▸ **Exercise instructions**
1/ Print everything in the KVM timer patch email from "On 30/01/17 19:06, Christoffer" down to "proper vgic function.".
2/ Which source file does the KVM timer patch email say the patch changes?
3/ Please pick up the KVM timer patch email after its last line and keep writing it.

[start of Text shown]

[RFC v2 06/10] KVM: arm/arm64: Update the physical timer interrupt level

Marc Zyngier marc.zyngier at arm.com
Tue Jan 31 09:00:03 PST 2017


On 30/01/17 19:06, Christoffer Dall wrote:
> On Mon, Jan 30, 2017 at 06:48:02PM +0000, Marc Zyngier wrote:
>> On 30/01/17 18:41, Christoffer Dall wrote:
>>> On Mon, Jan 30, 2017 at 05:50:03PM +0000, Marc Zyngier wrote:
>>>> On 30/01/17 15:02, Christoffer Dall wrote:
>>>>> On Sun, Jan 29, 2017 at 03:21:06PM +0000, Marc Zyngier wrote:
>>>>>> On Fri, Jan 27 2017 at 01:04:56 AM, Jintack Lim <jintack at cs.columbia.edu> wrote:
>>>>>>> Now that we maintain the EL1 physical timer register states of VMs,
>>>>>>> update the physical timer interrupt level along with the virtual one.
>>>>>>>
>>>>>>> Note that the emulated EL1 physical timer is not mapped to any hardware
>>>>>>> timer, so we call a proper vgic function.
>>>>>>>
>>>>>>> Signed-off-by: Jintack Lim <jintack at cs.columbia.edu>
>>>>>>> ---
>>>>>>>  virt/kvm/arm/arch_timer.c | 20 ++++++++++++++++++++
>>>>>>>  1 file changed, 20 insertions(+)

[end of Text shown]
[start of Dataset records]

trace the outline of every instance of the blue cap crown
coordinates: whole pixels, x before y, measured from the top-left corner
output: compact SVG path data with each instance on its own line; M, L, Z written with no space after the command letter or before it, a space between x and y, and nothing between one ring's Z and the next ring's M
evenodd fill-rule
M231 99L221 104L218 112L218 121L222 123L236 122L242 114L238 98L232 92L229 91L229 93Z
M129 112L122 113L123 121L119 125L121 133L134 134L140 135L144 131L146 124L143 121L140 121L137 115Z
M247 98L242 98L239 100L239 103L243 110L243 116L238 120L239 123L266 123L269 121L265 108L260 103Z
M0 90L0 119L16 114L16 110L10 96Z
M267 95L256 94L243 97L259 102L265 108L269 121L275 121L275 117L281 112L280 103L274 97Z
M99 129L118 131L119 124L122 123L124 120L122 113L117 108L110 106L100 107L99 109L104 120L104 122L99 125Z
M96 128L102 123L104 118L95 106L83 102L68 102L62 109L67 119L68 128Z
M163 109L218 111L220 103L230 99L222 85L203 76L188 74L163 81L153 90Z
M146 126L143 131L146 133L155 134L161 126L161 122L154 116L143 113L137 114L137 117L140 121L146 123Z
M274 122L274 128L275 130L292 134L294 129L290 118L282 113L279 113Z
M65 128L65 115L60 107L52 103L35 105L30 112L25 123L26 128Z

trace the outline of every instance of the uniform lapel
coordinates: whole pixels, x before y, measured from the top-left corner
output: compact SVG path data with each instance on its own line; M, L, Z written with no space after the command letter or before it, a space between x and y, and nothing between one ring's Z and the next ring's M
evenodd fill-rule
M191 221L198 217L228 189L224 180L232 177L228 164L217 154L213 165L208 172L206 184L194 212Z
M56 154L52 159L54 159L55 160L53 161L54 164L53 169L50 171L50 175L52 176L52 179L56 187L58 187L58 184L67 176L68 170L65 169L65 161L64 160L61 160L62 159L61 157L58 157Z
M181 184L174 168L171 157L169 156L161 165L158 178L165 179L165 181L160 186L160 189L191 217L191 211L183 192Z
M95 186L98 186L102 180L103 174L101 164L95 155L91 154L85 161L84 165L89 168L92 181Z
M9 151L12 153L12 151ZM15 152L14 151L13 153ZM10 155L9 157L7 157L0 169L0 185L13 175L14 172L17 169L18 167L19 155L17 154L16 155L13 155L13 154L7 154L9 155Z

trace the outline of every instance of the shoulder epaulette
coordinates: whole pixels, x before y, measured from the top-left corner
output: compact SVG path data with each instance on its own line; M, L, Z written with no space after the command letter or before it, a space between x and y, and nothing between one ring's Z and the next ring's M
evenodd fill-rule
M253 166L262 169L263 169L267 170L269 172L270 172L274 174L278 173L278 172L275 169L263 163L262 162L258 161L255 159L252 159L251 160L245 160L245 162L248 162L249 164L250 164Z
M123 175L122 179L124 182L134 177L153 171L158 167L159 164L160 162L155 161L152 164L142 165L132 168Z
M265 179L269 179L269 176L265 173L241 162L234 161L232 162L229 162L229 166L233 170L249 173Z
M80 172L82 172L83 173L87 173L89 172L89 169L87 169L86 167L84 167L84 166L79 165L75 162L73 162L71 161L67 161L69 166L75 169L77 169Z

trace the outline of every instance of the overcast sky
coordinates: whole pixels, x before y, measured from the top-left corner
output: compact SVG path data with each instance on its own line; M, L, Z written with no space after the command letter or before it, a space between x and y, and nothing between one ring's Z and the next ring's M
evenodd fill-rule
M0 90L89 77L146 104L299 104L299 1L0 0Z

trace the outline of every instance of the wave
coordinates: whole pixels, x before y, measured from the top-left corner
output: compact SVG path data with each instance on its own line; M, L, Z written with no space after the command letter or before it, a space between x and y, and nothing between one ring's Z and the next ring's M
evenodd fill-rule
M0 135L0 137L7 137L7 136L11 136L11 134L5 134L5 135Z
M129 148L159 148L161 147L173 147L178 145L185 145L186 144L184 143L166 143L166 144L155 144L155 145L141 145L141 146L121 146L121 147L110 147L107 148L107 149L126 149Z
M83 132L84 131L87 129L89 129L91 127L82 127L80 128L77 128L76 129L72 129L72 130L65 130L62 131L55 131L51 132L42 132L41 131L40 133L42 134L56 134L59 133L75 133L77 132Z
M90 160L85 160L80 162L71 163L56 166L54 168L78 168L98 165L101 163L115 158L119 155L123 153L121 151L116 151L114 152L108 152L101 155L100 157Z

[end of Dataset records]

▸ **Responses per task**
1/
On 30/01/17 19:06, Christoffer Dall wrote:
> On Mon, Jan 30, 2017 at 06:48:02PM +0000, Marc Zyngier wrote:
>> On 30/01/17 18:41, Christoffer Dall wrote:
>>> On Mon, Jan 30, 2017 at 05:50:03PM +0000, Marc Zyngier wrote:
>>>> On 30/01/17 15:02, Christoffer Dall wrote:
>>>>> On Sun, Jan 29, 2017 at 03:21:06PM +0000, Marc Zyngier wrote:
>>>>>> On Fri, Jan 27 2017 at 01:04:56 AM, Jintack Lim <jintack at cs.columbia.edu> wrote:
>>>>>>> Now that we maintain the EL1 physical timer register states of VMs,
>>>>>>> update the physical timer interrupt level along with the virtual one.
>>>>>>>
>>>>>>> Note that the emulated EL1 physical timer is not mapped to any hardware
>>>>>>> timer, so we call a proper vgic function.

2/ virt/kvm/arm/arch_timer.c

3/
>>>>>>>
>>>>>>> diff --git a/virt/kvm/arm/arch_timer.c b/virt/kvm/arm/arch_timer.c
>>>>>>> index 0f6e935..3b6bd50 100644
>>>>>>> --- a/virt/kvm/arm/arch_timer.c
>>>>>>> +++ b/virt/kvm/arm/arch_timer.c
>>>>>>> @@ -180,6 +180,21 @@ static void kvm_timer_update_mapped_irq(struct kvm_vcpu *vcpu, bool new_level,
>>>>>>>  	WARN_ON(ret);
>>>>>>>  }
>>>>>>>  
>>>>>>> +static void kvm_timer_update_irq(struct kvm_vcpu *vcpu, bool new_level,
>>>>>>> +				 struct arch_timer_context *timer)
>>>>>>> +{
>>>>>>> +	int ret;
>>>>>>> +
>>>>>>> +	BUG_ON(!vgic_initialized(vcpu->kvm));
>>>>>>
>>>>>> Although I've added my fair share of BUG_ON() in the code base, I've
>>>>>> since reconsidered my position. If we get in a situation where the vgic
>>>>>> is not initialized, maybe it would be better to just WARN_ON and return
>>>>>> early rather than killing the whole box. Thoughts?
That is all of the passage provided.